◆ Exercices proposés
1. Résumez en deux phrases le paragraphe du texte sur les hydrocarbures qui commence par « Suivant à la lettre l’avis du Conseil d’État », en gardant ses faits essentiels.
2. Recopiez s’il vous plaît le passage du texte sur les hydrocarbures qui débute aux mots « Suivant à la », et arrêtez-vous après « butoir de 2040. ».

◆ Texte à lire
Suivant à la lettre l’avis du Conseil d’État, le gouvernement a en effet immédiatement supprimé cette disposition du projet de loi. Il s’agissait pourtant d’une mesure phare de la première mouture du texte, qui aurait permis d’organiser une réelle sortie progressive de la production d’hydrocarbures en France. Ensuite, par voie d’amendement, le gouvernement a même ouvert la porte à un renouvellement des concessions même au-delà de la date prétendument butoir de 2040.

Rédigée par un avocat, la contribution de Vermilion va plus loin en brandissant plus clairement la menace du mécanisme controversé d’arbitrage international, en invoquant explicitement le traité dit Charte de l’Energie. Quelques extraits :

« Le projet de loi en général porte une atteinte disproportionnée à plusieurs principes constitutionnels, notamment au droit de propriété et à la liberté d’entreprendre. » ou encore « La mesure viole les engagements internationaux de la France en tant que membre du Traité sur la Charte de l’Energie de 1994, qui prévoit la protection des investissements dans le secteur de l’énergie. »

◆ Entrées enregistrées
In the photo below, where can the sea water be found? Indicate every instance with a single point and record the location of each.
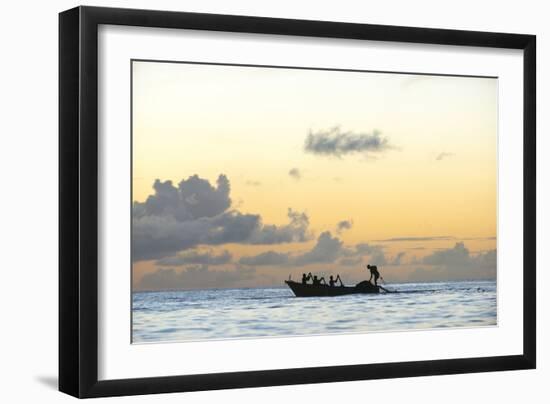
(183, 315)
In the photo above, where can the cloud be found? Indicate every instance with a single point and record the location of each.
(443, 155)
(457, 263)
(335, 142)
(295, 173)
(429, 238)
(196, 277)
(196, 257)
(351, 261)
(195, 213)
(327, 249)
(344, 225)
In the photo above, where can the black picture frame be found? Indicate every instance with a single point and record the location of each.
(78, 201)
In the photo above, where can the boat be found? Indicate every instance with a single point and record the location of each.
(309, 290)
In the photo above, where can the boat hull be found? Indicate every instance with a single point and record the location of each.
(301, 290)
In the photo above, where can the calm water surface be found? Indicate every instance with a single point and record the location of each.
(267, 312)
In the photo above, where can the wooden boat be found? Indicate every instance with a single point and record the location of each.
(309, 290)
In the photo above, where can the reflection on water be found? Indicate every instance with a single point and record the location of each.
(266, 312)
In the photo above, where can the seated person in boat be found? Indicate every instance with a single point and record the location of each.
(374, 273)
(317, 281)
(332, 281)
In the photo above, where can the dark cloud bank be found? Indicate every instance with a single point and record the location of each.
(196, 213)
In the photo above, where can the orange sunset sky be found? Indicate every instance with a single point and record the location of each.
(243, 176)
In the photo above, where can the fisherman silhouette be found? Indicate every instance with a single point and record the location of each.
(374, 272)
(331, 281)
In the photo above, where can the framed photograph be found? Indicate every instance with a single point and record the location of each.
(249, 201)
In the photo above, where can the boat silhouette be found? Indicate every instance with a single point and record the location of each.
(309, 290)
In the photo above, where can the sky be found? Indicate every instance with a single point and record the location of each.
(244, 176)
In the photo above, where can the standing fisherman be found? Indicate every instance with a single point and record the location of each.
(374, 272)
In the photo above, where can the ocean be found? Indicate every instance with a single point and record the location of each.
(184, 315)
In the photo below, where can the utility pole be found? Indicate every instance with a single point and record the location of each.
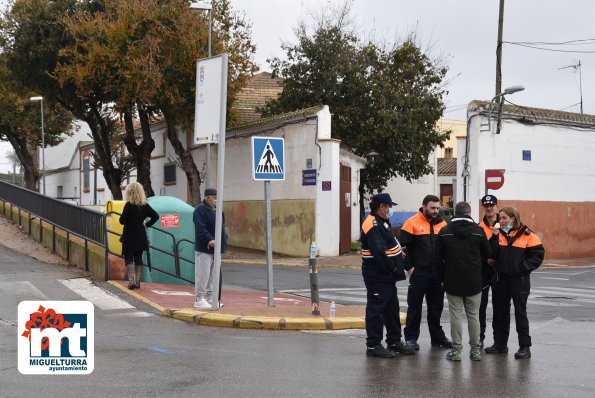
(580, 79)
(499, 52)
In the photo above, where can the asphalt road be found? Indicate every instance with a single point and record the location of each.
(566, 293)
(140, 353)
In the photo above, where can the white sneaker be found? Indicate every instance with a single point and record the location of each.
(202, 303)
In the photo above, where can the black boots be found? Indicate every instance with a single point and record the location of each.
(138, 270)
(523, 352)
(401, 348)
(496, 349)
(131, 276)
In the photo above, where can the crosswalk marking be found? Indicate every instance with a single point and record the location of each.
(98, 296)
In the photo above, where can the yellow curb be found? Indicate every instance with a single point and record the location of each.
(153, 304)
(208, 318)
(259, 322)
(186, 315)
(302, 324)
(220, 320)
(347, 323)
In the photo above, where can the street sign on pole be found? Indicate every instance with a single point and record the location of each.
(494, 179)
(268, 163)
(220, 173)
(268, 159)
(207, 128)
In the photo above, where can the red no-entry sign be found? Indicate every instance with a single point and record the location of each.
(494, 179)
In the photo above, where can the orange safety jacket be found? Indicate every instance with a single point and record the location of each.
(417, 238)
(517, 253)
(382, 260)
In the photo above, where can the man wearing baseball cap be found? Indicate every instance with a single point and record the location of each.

◆ Liste des corrigés
1. Conformément à l’avis du Conseil d’État, le gouvernement a aussitôt retiré du projet de loi une mesure phare de la première version, qui aurait permis une réelle sortie progressive de la production d’hydrocarbures en France. Il a ensuite, par amendement, ouvert la porte au renouvellement des concessions au-delà de la date présentée comme butoir, 2040.

2.
Suivant à la lettre l’avis du Conseil d’État, le gouvernement a en effet immédiatement supprimé cette disposition du projet de loi. Il s’agissait pourtant d’une mesure phare de la première mouture du texte, qui aurait permis d’organiser une réelle sortie progressive de la production d’hydrocarbures en France. Ensuite, par voie d’amendement, le gouvernement a même ouvert la porte à un renouvellement des concessions même au-delà de la date prétendument butoir de 2040.